■ Problem statement ■
Output all of the data below without changing a word, and exclude the pictures.

■ Natural language region descriptions ■
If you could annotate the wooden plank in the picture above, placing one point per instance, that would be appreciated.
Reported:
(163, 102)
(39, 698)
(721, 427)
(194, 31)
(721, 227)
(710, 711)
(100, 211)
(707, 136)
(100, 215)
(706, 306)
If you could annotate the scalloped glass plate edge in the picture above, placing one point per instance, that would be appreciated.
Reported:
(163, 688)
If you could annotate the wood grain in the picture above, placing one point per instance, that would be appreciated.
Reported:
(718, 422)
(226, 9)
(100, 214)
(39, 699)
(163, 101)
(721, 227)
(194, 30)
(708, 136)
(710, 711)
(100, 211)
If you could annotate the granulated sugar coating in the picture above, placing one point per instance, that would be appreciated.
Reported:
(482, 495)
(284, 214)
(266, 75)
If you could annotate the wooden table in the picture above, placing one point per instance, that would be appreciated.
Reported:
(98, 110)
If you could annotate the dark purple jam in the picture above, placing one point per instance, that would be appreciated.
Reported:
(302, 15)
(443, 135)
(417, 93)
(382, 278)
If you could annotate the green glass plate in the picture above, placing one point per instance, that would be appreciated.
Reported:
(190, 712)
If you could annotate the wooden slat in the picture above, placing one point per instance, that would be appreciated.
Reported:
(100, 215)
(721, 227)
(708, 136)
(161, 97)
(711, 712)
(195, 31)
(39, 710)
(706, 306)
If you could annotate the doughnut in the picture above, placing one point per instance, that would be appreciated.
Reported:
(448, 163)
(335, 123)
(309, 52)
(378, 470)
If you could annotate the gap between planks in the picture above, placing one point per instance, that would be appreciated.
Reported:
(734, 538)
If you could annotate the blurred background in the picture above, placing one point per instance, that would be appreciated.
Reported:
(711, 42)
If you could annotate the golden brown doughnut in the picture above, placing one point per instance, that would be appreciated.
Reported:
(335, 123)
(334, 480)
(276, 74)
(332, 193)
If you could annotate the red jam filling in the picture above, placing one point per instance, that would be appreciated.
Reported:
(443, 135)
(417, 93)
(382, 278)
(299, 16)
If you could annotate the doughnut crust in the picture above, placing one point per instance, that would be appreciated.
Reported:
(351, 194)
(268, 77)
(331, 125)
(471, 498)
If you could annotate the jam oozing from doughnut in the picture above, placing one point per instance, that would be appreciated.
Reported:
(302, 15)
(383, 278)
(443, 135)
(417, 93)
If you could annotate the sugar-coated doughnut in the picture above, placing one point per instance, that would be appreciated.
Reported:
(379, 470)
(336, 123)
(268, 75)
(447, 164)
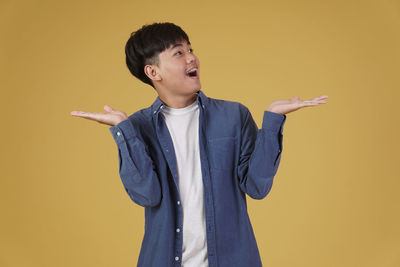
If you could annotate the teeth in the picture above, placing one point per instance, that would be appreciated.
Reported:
(192, 70)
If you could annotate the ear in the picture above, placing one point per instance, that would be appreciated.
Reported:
(152, 72)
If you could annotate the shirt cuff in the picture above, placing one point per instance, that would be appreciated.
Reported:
(273, 121)
(123, 131)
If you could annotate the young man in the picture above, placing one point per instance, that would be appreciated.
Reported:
(190, 159)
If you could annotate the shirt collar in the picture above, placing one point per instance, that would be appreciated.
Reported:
(158, 104)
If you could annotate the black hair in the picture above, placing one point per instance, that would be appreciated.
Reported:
(145, 44)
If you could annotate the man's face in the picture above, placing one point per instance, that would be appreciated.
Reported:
(175, 62)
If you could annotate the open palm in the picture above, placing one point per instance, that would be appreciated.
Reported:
(112, 118)
(294, 103)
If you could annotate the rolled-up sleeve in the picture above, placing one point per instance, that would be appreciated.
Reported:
(260, 153)
(136, 168)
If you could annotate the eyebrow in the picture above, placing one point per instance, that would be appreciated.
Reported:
(177, 45)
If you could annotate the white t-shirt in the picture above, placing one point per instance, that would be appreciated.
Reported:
(183, 125)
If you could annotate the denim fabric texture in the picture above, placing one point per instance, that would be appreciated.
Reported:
(237, 159)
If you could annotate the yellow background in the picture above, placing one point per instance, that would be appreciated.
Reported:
(335, 199)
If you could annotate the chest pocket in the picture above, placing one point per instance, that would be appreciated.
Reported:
(222, 152)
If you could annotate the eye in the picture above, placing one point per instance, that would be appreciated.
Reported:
(181, 52)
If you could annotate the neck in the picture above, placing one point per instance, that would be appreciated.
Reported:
(178, 101)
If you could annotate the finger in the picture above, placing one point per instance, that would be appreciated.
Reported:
(108, 108)
(321, 97)
(86, 115)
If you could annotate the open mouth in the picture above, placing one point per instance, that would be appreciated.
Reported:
(193, 74)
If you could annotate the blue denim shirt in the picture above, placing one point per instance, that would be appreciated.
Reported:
(237, 159)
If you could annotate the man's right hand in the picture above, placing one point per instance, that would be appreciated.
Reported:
(112, 118)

■ Answer space ■
If you could annotate the wooden plank in the picture above, placing one point per instance, that would be appreciated.
Reported:
(163, 102)
(39, 698)
(721, 427)
(194, 31)
(721, 227)
(710, 711)
(100, 211)
(707, 136)
(100, 215)
(706, 306)
If you could annotate the scalloped glass plate edge in the picture above, placing one point per instance, that would be appreciated.
Reported:
(163, 688)
If you could annotate the wood grain in the picture above, placing one point per instance, that would be appreciated.
Reported:
(718, 422)
(226, 9)
(100, 214)
(39, 699)
(163, 101)
(721, 227)
(194, 30)
(708, 136)
(710, 711)
(100, 211)
If you could annotate the granulated sugar coating in the picture above, placing one point per instance, that would be appreciated.
Reported:
(482, 495)
(284, 214)
(266, 75)
If you could annotate the wooden table in the picture above, placing one point per instance, that would be appreciated.
Reported:
(98, 110)
If you could annotate the dark purple jam in the picture above, placing one point per instance, that would be appreciated.
Reported:
(302, 15)
(443, 135)
(417, 93)
(382, 278)
If you could annotate the green glass plate in the picture above, placing one point per instance, that would be appreciated.
Reported:
(190, 712)
If you could annotate the wooden slat in the picture above, placing one point per instance, that would be appreciated.
Reported:
(100, 215)
(721, 227)
(708, 136)
(161, 97)
(711, 712)
(195, 31)
(39, 710)
(706, 306)
If you could annotate the doughnut in the picture above, placing one point per instance, that would be appreciated.
Reported:
(448, 163)
(335, 123)
(309, 52)
(378, 470)
If you could annotate the gap between planks in the picture above, placing one point per instance, that would be appreciated.
Reported:
(734, 538)
If you could annotate the blurred background in the picture above, placing one point per instance, that would be appreciated.
Reported:
(711, 42)
If you could annotate the golden brown doughnut in the picture above, placing one point per instance, that would be appreciated.
Reported:
(335, 123)
(334, 480)
(276, 74)
(332, 193)
If you could annotate the red jam filling in the picture above, placing one point per instance, that would be appreciated.
Reported:
(443, 135)
(417, 93)
(382, 278)
(299, 16)
If you could annotate the doughnut crust in the picture above, placing one point per instance, that would be appreciated.
Reported:
(351, 194)
(268, 77)
(331, 125)
(471, 498)
If you could annotate the jam oozing from doughnut in the picture above, placing one point per instance, that would be appreciated.
Reported:
(302, 15)
(383, 278)
(443, 135)
(417, 93)
If you could annotate the sugar-coated doughnut in the picture above, placing one point per instance, that would be appreciated.
Reported:
(379, 470)
(336, 123)
(268, 75)
(447, 164)
If you could annotate the teeth in the picture above, placing one point per instance, that would be appreciated.
Reported:
(192, 70)
If you could annotate the ear in the picture above, placing one point per instance, that would be appreciated.
Reported:
(152, 72)
If you could annotate the shirt cuff in the picture above, placing one point per instance, that would be appreciated.
Reported:
(273, 121)
(123, 131)
If you could annotate the young man in the picture above, placing one point per instance, that would be appreciated.
Reported:
(190, 159)
If you could annotate the shirt collar in the picture above, placing one point per instance, that would be appreciated.
Reported:
(158, 104)
If you could annotate the black hair in the picture above, placing one point per instance, that would be appreciated.
Reported:
(145, 44)
If you could annotate the man's face in the picture above, placing one point per instance, that would be appreciated.
Reported:
(175, 62)
If you could annotate the open palm in the picture above, placing one point per instance, that would be appreciated.
Reported:
(112, 118)
(294, 103)
If you could annotate the rolled-up sleeve in the picture above, placing one point per instance, that would be appreciated.
Reported:
(260, 153)
(136, 168)
If you could annotate the eyebrow in the picture above, placing one point per instance, that would be appreciated.
Reported:
(177, 45)
If you could annotate the white t-shirt in the picture above, placing one point per instance, that would be appreciated.
Reported:
(183, 125)
If you could annotate the denim fabric texture in the picture above, placing one point per instance, that would be appreciated.
Reported:
(237, 159)
If you could annotate the yellow background in the picture above, placing one point per instance, that would be appreciated.
Reported:
(335, 199)
If you could annotate the chest pocket in the picture above, placing one point per instance, that would be appreciated.
Reported:
(222, 152)
If you could annotate the eye in the picture above, placing one point per instance, that would be appreciated.
Reported:
(181, 52)
If you could annotate the neck in the picture above, placing one point per instance, that would be appreciated.
Reported:
(178, 101)
If you could annotate the finger in the picture above, placing one point per instance, that would be appreciated.
Reported:
(108, 108)
(321, 97)
(86, 115)
If you could annotate the open mouth in the picture above, placing one point per instance, that would be appreciated.
Reported:
(193, 74)
If you could annotate the blue denim shirt in the picture above, placing one point per instance, that would be appreciated.
Reported:
(237, 159)
If you could annotate the man's right hand in the picture above, placing one point per instance, that would be appreciated.
Reported:
(112, 118)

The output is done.